- **CHALLENGES**:
(A) Condense the paragraph in the text on Google's values that begins "The "values over profits" approach" into two or three sentences, keeping its main facts.
(B) Carry the text on Google's values forward from its final sentence with another comment in the same discussion.

=== PAGE EXCERPT ===

As Google's position becomes increasingly strengthend (with all the market share it can capture in search already realized ~ and it slightly decreasing anyway due to it's slightly tarnished brand), it doesn't need to maintain this illusion of values over profits anymore.




The "values over profits" approach was always more of a recruitment tool than a PR tool. It did give a nice PR boost, but realistically Google's been the best choice of search engine since it came out in 1998. They don't need additional customer goodwill for people to keep using them, they just need to continue to give good results for esoteric queries.

Since 2005, though, good engineers have had lots of options for where to work, many of which pay better or have more growth potential than Google. And "Don't Be Evil" was a great way to persuade them to come work for Google rather than Yelp or Facebook or some hedge fund, and keep them there rather than have them go off and found their own startups that potentially could compete with Google. Because so much of their product moat depends upon technical excellence, keeping the best engineers within the company is critical for them.

I'll predict that if they don't reverse course on this, we'll see a mini-exodus of Googlers who either end up founding their own startups or start working on political-tech projects. Ultimately I think that may be good for the world, but it's not really in Google's long-term interests, although perhaps at this point their moat is entrenched enough and they're big enough that it doesn't really matter.


> Since 2005, though, good engineers have had lots of options for where to work, many of which pay better or have more growth potential than Google.

Growth probably, but very few actually pays better than Google considering all the perks and work life balance you would get from working for Google. And since the startup boom is almost over, it is even more so like that now...


Almost all wealth in Silicon Valley comes from equity price appreciation. Google stock has appreciated 7x since 2009, but Facebook has appreciated 38x in the same time period, Yelp 13x, Netflix about 35x, Apple about 6-7x.

I think the boom in web & mobile startups is basically over at this point, but there's a new boom in cryptocurrency & AI startups that's just beginning, along with a social movement (multiple social movements, actually) that's just beginning and will likely need communication technology to organize.

=== DATA ENTRIES ===

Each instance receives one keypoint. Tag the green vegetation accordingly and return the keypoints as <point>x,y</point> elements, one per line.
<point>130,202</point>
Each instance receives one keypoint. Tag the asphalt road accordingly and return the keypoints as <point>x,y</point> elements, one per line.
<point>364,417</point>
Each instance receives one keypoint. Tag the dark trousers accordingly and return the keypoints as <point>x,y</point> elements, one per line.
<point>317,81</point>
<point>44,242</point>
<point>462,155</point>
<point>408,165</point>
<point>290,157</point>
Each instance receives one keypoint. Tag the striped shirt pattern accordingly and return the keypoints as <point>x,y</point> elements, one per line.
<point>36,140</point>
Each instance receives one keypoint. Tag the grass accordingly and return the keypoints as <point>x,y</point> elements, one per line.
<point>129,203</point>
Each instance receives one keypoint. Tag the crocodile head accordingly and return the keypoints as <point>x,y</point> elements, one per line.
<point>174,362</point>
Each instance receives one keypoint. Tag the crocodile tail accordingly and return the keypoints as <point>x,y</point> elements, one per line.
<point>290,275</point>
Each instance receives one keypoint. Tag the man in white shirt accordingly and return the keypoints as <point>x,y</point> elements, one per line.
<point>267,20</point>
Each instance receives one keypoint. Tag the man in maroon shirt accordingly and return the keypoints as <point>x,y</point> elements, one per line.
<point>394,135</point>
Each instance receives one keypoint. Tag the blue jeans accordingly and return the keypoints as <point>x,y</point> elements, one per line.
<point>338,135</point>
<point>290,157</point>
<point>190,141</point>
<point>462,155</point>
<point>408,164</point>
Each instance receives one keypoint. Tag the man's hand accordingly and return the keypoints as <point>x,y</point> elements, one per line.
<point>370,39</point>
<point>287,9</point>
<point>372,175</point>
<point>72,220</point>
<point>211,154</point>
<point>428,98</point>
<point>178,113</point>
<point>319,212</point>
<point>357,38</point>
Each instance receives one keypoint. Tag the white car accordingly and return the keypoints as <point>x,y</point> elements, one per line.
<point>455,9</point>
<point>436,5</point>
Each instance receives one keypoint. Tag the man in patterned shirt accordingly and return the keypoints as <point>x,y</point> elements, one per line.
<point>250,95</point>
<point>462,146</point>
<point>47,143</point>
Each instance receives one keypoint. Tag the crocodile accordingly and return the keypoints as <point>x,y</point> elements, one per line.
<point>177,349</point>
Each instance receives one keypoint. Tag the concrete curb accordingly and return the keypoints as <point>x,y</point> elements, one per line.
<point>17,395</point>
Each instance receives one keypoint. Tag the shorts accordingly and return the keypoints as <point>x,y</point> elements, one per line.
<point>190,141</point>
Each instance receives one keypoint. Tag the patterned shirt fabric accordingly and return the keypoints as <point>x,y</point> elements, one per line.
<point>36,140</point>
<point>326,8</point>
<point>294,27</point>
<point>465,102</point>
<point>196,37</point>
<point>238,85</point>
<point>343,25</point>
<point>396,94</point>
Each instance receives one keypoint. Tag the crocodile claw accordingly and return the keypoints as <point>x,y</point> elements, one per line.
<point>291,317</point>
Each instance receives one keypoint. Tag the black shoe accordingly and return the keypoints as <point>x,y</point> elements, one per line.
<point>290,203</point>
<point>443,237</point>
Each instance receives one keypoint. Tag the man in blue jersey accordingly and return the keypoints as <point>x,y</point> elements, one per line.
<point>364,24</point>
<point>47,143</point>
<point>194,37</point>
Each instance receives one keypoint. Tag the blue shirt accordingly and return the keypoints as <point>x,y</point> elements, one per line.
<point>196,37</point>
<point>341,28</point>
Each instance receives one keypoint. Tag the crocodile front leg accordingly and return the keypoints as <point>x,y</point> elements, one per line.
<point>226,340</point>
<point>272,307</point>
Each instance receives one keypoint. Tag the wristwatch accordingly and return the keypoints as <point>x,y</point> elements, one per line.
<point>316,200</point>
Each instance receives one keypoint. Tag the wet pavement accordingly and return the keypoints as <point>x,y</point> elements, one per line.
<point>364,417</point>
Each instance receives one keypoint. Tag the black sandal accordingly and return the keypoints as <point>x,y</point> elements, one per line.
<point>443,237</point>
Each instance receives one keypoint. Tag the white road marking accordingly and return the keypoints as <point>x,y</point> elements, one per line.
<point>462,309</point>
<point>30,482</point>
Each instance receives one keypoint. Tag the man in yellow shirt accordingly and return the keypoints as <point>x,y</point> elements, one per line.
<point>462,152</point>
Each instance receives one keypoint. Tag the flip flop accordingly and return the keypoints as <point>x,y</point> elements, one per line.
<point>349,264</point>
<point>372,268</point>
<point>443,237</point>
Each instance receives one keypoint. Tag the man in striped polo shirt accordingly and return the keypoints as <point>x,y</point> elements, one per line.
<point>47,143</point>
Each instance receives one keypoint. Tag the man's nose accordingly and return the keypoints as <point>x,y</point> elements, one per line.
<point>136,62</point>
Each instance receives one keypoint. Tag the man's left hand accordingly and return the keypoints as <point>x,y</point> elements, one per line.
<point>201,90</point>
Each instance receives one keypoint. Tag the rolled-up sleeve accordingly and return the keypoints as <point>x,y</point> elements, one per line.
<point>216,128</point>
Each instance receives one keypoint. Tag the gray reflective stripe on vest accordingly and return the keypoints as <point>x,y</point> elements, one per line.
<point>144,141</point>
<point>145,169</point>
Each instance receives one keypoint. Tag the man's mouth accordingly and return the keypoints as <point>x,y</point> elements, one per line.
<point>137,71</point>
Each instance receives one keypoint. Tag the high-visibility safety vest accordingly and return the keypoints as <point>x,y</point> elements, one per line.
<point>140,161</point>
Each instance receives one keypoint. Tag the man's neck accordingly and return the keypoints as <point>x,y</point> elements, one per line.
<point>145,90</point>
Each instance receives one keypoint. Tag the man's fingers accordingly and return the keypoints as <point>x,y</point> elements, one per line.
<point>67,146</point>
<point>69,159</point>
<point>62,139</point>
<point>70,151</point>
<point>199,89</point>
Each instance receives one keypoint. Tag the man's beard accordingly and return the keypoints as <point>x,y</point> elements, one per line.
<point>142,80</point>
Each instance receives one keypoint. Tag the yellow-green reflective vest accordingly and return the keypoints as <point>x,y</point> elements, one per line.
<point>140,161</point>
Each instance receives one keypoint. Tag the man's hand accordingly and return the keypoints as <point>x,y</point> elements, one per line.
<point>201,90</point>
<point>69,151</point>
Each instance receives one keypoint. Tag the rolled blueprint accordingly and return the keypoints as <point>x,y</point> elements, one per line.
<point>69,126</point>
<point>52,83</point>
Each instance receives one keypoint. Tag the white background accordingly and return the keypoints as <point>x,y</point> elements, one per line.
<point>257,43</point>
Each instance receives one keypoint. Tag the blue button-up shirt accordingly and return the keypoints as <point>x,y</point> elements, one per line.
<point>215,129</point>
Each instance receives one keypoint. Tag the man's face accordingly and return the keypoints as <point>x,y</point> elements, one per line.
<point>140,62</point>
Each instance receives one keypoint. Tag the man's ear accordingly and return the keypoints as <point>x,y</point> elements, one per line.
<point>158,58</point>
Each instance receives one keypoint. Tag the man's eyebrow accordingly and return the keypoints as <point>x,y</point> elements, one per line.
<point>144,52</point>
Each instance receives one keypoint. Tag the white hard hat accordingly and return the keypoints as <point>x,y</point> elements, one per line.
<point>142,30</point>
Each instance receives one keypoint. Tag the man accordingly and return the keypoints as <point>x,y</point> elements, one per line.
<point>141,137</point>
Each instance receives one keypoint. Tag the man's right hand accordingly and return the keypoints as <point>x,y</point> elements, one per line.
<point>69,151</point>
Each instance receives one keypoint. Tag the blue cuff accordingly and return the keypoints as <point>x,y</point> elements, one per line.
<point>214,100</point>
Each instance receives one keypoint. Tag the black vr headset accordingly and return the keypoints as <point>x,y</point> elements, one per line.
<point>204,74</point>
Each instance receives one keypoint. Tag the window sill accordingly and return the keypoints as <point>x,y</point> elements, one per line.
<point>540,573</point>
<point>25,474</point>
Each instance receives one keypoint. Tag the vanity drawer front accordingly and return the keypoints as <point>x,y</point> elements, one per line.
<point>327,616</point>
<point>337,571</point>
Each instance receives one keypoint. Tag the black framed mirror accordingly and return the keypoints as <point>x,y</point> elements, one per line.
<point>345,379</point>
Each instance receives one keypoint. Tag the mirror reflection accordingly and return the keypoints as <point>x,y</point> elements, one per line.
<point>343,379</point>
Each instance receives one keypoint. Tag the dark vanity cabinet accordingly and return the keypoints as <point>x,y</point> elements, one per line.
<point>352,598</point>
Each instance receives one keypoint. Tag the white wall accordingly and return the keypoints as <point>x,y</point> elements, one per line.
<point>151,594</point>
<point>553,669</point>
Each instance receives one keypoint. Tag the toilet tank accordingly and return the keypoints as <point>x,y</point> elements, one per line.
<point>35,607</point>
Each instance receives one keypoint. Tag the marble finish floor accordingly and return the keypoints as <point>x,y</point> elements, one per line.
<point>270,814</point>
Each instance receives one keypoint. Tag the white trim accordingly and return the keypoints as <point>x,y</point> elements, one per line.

===

- **RESPONSE LIST**:
(A) Google's "values over profits" stance served mainly to recruit staff, though it also gave a PR boost. Because Google has been the best search engine since its 1998 launch, it needs no extra customer goodwill to keep users. It only has to keep giving good results for esoteric queries.

(B)
This is only really true at startups. At a bigco, your on paper comp can be 250 or 350k annually in cash equivalents. That quickly generates wealth even if you are given only cash.

You're comparing 2 pre-ipo companies to Google and apple.


Still true at BigCo. Total comp as a senior SWE at Google when I left (almost 5 years ago - it's more now) was something like ~$175K cash, ~$125K stocks + options, ~$50K bonus. With the 5x appreciation in stock that was going on while I was there, the stock portion could be worth $625K/year by the time it all vested. That's as employee 20,000+.


"or have more growth potential"

Right, but this is different from having higher expected value, or higher likely-case value. Most people don't value compensation offers based on 'growth potential' (aka 'best case').

(I'm assuming you mean growth in the sense of 'growth in value of equity', based on your reply to another commenter)


I was actually thinking of growth as in "professional growth" - getting promoted faster, having a chance to learn more skills, doing things you wouldn't be able to do. I was thinking of the equity growth in terms of "pay more".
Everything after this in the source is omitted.